** Selected text **
Europe's social failure



(By Oliver Marc Hartwich, a German economist who has now fled to sunnier climes and a more relaxed lifestyle in Australia)

Capital markets are not loquacious storytellers. They condense the world into simple numbers. For this reason, the surge in Greek, Italian and Spanish bond yields could be mistaken for a mere technicality, a simple recalibration between the forces of demand and supply that happens in markets every day.

But these are no ordinary times. Through bond yields, credit spreads and bets on government defaults, capital markets are delivering the clearest possible verdict on the grand European experiment of social democracy.

Italy now needs to pay more than 7 per cent interest on its long-term borrowing, which means investors no longer believe that the country has a future in its present state. They doubt Italy can return from the brink of bankruptcy after wrecking its public finances through decades of overspending and over-borrowing.

Politicians and intellectuals still refuse to understand what is easily discernible on the cold-hearted trading floors of the world's bond markets: The European social model, the romantic idea of an omnipotent and omni-responsible state, has passed its use-by date.

** Data supplied **
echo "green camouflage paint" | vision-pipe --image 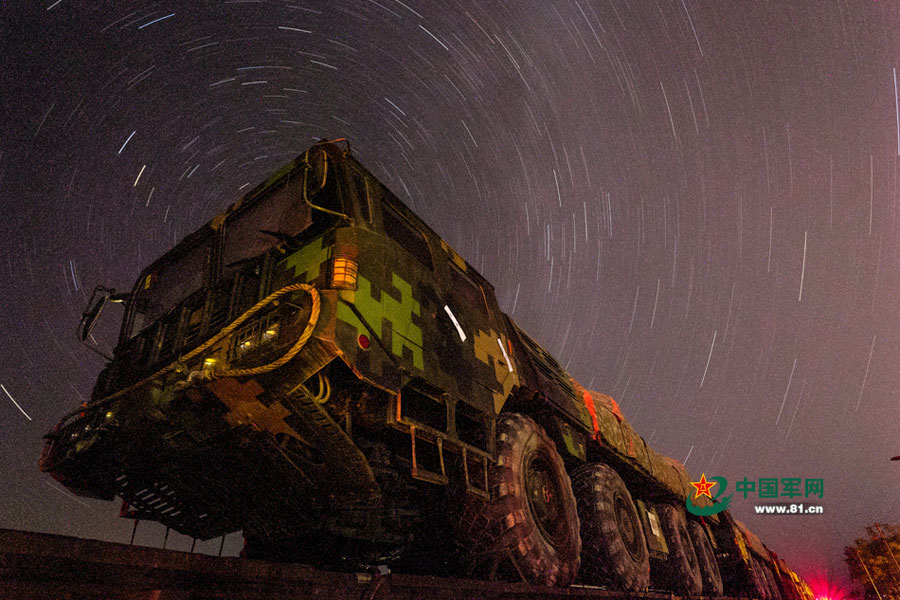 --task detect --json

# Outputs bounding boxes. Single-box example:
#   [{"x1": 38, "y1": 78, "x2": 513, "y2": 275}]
--
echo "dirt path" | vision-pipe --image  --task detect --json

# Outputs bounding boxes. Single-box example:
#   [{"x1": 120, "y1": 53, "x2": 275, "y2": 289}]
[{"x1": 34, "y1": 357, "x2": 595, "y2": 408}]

** Task set **
1. Answer these questions using the article on Europe's social failure, one line each, marked to match:
(a) What interest rate does Italy now need to pay on its long-term borrowing?
(b) To what country has the author moved?
(c) According to the final paragraph, what has the European social model passed?
2. Duplicate the stretch of the article on Europe's social failure from "But these are" through "its use-by date.".
3. List the three means through which, according to the article on Europe's social failure, capital markets are delivering their verdict on European social democracy.

** Per-task answers **
1.
(a) More than 7 per cent
(b) Australia
(c) Its use-by date

2.
But these are no ordinary times. Through bond yields, credit spreads and bets on government defaults, capital markets are delivering the clearest possible verdict on the grand European experiment of social democracy.

Italy now needs to pay more than 7 per cent interest on its long-term borrowing, which means investors no longer believe that the country has a future in its present state. They doubt Italy can return from the brink of bankruptcy after wrecking its public finances through decades of overspending and over-borrowing.

Politicians and intellectuals still refuse to understand what is easily discernible on the cold-hearted trading floors of the world's bond markets: The European social model, the romantic idea of an omnipotent and omni-responsible state, has passed its use-by date.

3.
Bond yields
Credit spreads
Bets on government defaults